• _Data extract_:
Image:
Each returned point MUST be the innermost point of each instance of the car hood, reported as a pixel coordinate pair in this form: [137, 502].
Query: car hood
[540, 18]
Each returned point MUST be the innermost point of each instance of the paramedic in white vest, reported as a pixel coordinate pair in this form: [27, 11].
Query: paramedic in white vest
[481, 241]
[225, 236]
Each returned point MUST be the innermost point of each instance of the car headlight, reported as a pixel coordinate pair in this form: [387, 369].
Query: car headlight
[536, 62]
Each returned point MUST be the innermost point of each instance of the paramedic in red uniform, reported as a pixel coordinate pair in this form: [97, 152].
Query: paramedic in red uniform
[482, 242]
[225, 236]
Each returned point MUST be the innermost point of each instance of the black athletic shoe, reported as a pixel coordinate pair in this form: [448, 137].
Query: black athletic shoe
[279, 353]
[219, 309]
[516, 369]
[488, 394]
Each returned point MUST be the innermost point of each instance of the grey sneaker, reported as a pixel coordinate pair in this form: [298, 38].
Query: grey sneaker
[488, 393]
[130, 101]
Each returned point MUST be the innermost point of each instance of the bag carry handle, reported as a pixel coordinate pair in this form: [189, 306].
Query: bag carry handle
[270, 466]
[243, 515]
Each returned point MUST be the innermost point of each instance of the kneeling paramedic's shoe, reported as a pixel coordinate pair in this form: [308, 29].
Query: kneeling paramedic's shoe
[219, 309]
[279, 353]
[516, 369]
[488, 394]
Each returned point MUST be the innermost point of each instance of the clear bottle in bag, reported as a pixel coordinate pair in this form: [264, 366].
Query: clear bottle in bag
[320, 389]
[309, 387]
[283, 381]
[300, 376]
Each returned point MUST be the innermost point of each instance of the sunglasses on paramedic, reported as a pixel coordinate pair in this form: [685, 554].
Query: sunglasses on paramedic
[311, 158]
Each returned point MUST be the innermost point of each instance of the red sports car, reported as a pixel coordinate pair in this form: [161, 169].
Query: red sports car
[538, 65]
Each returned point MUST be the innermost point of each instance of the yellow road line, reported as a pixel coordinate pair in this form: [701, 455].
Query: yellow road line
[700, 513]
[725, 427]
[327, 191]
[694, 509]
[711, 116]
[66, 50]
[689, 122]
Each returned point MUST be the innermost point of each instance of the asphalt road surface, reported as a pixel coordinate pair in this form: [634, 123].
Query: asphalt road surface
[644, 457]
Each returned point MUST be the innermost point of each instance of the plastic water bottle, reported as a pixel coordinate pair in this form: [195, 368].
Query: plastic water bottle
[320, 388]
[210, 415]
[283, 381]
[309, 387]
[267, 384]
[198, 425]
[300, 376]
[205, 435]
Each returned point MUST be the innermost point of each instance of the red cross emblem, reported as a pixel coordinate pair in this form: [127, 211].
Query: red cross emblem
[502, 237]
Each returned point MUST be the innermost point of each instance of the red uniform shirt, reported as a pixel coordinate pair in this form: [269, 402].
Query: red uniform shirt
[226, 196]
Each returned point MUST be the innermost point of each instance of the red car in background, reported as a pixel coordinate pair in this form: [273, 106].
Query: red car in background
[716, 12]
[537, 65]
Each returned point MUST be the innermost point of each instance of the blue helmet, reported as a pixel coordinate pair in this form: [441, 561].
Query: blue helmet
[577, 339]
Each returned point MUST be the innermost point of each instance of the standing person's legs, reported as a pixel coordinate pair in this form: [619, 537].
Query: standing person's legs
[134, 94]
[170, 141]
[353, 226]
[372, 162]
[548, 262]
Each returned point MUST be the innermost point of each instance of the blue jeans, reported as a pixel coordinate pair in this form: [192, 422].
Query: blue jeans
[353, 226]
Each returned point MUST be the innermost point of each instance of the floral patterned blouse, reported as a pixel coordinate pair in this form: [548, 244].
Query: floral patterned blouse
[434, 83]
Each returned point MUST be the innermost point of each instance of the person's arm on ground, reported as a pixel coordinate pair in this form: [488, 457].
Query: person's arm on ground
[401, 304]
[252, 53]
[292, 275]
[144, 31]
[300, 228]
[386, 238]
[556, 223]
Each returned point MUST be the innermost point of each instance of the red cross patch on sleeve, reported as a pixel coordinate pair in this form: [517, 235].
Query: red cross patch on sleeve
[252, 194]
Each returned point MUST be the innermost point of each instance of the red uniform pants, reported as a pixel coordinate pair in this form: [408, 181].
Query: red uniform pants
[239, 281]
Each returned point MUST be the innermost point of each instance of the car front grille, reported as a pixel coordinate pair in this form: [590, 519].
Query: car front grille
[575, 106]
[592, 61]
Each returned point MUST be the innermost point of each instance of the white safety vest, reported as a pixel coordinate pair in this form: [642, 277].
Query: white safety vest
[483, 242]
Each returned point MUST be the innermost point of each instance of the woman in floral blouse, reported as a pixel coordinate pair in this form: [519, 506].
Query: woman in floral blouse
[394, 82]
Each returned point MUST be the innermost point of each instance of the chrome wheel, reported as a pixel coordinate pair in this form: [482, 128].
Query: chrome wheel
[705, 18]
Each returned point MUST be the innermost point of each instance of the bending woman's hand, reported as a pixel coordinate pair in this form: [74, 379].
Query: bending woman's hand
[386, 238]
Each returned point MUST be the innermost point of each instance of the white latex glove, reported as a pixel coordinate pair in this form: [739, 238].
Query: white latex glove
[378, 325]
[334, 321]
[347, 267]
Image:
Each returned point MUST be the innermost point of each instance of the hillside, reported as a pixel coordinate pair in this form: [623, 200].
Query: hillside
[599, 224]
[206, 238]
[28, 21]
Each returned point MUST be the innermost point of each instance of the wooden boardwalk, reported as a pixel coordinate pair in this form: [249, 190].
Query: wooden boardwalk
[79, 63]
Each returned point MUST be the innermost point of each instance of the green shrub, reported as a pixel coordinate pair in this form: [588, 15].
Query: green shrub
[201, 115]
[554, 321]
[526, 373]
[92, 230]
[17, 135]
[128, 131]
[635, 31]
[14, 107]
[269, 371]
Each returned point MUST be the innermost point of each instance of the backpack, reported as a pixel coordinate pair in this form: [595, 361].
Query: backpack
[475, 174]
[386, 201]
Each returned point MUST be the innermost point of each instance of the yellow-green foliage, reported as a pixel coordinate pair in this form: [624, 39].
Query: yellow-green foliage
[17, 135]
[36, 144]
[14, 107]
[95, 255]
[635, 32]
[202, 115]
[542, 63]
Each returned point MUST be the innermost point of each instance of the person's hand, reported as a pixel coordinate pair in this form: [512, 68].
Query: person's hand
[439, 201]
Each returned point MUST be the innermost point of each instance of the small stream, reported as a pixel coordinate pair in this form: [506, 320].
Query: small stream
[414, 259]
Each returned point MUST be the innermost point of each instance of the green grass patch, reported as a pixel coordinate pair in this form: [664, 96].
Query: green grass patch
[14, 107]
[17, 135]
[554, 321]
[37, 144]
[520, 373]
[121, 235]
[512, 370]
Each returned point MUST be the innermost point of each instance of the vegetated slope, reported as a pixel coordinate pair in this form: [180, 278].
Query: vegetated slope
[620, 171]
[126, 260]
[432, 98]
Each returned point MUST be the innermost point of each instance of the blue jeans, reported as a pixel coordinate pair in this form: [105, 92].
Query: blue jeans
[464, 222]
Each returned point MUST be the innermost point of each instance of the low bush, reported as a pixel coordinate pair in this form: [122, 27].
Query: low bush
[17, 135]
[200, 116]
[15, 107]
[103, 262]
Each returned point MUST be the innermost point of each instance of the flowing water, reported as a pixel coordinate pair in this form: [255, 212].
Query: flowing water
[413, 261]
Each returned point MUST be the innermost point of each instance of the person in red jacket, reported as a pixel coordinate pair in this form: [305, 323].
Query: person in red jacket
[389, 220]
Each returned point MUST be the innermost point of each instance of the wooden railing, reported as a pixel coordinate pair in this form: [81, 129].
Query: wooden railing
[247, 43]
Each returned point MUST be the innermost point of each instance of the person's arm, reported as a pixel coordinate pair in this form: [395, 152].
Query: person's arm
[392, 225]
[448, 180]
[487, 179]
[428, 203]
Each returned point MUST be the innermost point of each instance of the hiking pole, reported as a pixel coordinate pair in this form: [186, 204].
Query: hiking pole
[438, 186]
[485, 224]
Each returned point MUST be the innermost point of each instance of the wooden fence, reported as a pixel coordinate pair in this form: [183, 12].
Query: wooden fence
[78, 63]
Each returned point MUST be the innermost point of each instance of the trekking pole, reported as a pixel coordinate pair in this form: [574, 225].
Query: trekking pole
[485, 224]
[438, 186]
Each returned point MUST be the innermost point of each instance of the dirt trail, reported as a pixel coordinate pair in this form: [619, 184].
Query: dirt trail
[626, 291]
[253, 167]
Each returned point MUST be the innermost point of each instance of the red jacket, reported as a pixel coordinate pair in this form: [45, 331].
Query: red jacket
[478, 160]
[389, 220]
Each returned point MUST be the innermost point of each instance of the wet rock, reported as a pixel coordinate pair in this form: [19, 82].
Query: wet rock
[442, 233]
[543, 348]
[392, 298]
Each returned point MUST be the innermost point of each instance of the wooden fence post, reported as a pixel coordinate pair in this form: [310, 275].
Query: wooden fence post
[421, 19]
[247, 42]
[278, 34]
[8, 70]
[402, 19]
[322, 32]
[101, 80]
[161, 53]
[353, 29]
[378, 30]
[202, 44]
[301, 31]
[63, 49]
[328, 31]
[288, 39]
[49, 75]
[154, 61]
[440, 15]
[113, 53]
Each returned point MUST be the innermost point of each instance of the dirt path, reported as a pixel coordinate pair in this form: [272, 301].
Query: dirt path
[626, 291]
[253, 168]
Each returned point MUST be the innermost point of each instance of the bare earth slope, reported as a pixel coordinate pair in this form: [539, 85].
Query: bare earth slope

• _Requirement_: In the entries above, find the line holding "Query: red car in background" and the line holding "form: [192, 422]."; print both of them and every line between, exactly, and nothing else.

• _Response for this exercise_:
Query: red car in background
[716, 12]
[537, 65]
Each returned point MUST be the innermost point of each instance of the blue helmet, reported as a pixel coordinate pair in this form: [441, 561].
Query: blue helmet
[577, 339]
Each returned point MUST be the innermost point of each instance of the standing person's legs, reported as a pixel coordinate pair in this form: [619, 537].
Query: standing person's legs
[134, 94]
[170, 141]
[353, 226]
[372, 162]
[548, 262]
Each returned point MUST be the innermost point of each instance of the blue jeans, reported as a pixel coordinate pair in this form: [192, 422].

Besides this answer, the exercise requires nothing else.